Material provided:
◇ ◇ ◇ ◇

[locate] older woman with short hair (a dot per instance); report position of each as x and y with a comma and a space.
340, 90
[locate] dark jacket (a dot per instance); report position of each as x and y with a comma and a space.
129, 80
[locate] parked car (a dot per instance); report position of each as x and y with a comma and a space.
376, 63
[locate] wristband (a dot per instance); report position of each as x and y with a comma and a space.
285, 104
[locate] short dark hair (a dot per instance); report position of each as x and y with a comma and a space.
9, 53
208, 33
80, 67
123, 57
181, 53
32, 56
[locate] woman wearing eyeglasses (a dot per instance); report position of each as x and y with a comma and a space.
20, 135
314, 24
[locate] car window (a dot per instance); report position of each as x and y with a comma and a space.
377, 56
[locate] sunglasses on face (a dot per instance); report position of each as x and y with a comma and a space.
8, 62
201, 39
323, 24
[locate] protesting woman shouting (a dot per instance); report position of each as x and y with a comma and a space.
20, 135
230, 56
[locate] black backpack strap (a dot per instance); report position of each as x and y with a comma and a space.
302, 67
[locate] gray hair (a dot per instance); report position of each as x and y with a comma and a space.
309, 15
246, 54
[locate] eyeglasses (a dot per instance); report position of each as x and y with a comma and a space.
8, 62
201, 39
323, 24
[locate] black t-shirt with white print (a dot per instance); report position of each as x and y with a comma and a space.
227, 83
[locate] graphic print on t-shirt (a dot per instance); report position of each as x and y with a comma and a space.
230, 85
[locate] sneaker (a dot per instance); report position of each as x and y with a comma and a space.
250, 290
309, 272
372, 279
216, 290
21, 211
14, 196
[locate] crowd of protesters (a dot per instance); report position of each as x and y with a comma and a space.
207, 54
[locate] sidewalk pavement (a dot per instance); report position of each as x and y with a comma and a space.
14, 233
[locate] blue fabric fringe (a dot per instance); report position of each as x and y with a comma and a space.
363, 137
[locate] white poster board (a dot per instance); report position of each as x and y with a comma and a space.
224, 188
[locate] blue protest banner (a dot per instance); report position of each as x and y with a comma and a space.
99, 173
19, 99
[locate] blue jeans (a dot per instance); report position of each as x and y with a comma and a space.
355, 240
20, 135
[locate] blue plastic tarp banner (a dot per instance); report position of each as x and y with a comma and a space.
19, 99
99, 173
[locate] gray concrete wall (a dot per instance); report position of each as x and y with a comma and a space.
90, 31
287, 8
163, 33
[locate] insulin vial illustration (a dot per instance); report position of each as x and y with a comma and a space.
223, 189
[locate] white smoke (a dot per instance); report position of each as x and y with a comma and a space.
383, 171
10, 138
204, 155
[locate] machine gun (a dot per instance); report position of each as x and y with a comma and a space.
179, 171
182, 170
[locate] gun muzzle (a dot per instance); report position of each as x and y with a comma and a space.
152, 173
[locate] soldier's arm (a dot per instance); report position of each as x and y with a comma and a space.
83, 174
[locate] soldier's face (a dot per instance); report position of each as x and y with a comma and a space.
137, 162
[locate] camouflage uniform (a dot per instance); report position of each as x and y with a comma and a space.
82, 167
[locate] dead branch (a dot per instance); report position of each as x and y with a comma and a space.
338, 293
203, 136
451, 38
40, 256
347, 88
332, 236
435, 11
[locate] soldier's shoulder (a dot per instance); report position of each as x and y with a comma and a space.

◇ ◇ ◇ ◇

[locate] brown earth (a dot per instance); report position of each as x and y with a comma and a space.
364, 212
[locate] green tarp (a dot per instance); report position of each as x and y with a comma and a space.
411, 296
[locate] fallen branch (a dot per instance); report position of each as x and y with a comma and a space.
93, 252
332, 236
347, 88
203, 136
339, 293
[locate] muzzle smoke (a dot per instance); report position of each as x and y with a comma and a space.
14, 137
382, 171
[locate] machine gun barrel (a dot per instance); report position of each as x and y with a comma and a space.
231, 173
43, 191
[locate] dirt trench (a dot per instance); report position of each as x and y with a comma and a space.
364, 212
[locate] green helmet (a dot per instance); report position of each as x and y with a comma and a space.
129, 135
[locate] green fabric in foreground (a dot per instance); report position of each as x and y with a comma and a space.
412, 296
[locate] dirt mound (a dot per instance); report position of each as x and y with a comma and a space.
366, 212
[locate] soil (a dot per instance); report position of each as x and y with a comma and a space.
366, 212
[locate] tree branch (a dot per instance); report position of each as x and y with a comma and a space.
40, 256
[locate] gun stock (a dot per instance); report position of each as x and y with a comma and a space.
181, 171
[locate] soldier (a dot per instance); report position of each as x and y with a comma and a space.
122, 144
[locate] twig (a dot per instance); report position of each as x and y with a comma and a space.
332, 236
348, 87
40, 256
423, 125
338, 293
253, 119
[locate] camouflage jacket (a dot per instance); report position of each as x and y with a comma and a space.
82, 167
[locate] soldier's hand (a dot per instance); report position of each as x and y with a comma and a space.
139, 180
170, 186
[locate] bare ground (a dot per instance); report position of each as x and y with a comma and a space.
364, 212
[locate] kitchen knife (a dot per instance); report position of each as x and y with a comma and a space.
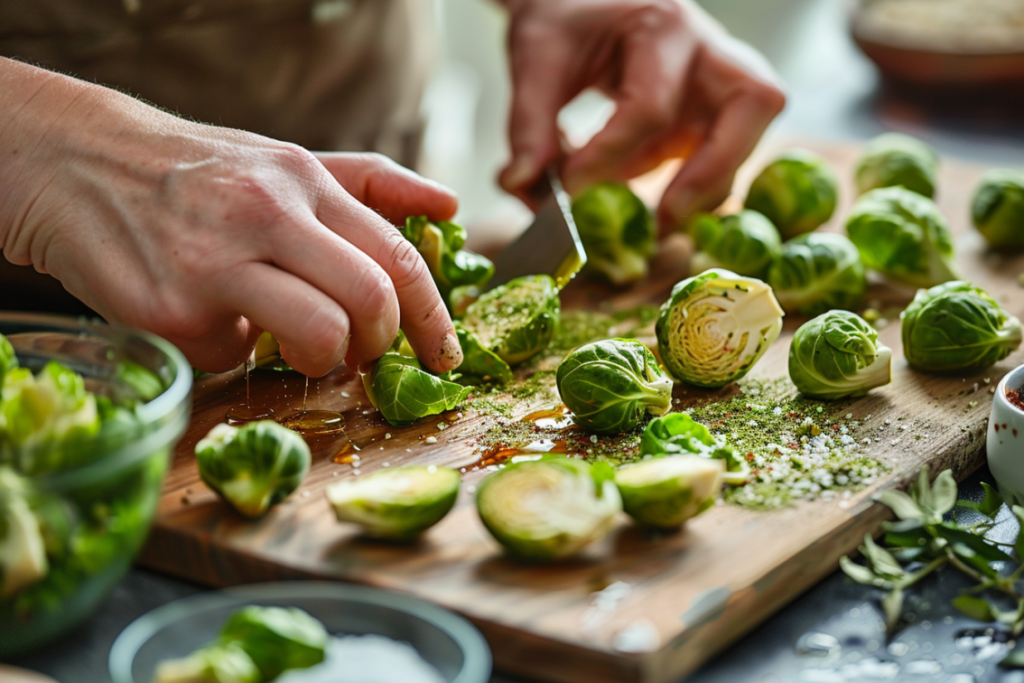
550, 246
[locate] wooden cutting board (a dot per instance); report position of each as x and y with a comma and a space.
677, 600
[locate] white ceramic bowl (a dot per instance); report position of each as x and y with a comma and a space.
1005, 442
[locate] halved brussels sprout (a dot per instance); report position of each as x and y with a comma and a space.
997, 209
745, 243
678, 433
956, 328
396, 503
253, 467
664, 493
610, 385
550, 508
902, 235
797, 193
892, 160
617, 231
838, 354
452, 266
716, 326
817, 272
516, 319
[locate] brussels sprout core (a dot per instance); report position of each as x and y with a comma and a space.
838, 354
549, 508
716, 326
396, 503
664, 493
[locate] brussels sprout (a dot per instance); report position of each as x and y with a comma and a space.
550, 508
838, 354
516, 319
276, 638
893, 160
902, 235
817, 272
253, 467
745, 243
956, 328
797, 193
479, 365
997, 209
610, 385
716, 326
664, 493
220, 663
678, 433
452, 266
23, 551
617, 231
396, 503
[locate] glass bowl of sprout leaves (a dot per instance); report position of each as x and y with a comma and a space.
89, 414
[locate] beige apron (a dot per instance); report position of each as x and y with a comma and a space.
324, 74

◇ ◇ ◇ ◇

Work request: All lines above from the one holding "[locate] dead branch" to the one holding "[locate] soldier's shoulder", inclusive, are to be copied exactly; no other line is wanted.

Answer below:
[locate] dead branch (a dot per instance); report position of each as x and y with a comma and a space.
338, 293
203, 136
451, 38
40, 256
347, 88
332, 236
435, 11
[locate] soldier's shoulder (a dot per instance); report position of each as x and y with a comma and a space.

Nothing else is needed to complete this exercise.